What you are asked to do →
Copy out every line of the records below, requests included, but shift each bounding box coordinate in the answers down by 10. Leave the pictures out.

(Stored dataset items)
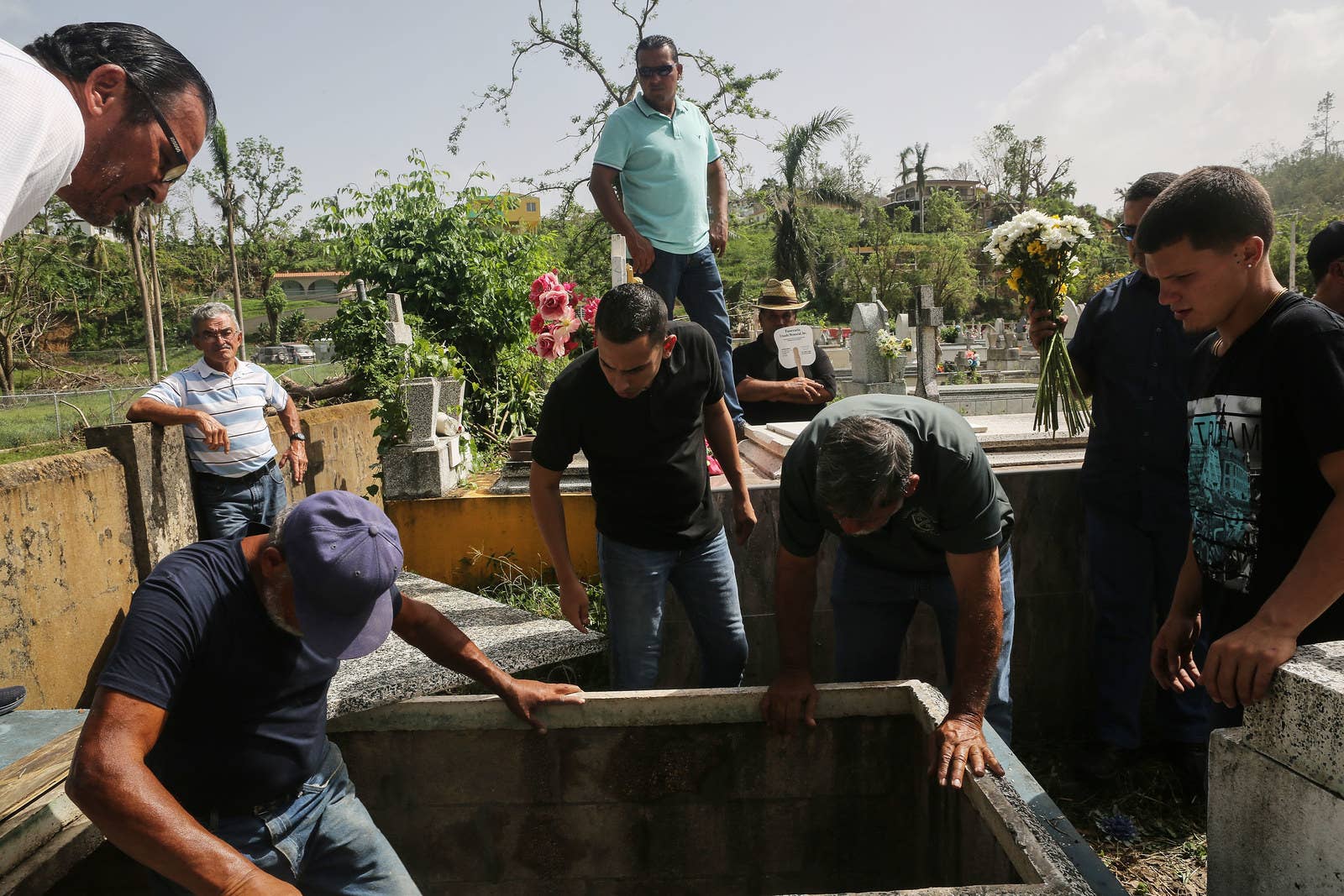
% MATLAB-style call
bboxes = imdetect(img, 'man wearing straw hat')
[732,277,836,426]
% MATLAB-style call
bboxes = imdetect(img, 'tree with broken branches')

Output below →
% MATLAB-style call
bboxes = imdetect(img, 'man wearing straw hat')
[722,267,826,416]
% MATLAB-style call
bboxes = imdetect(img, 'tree with broken branches')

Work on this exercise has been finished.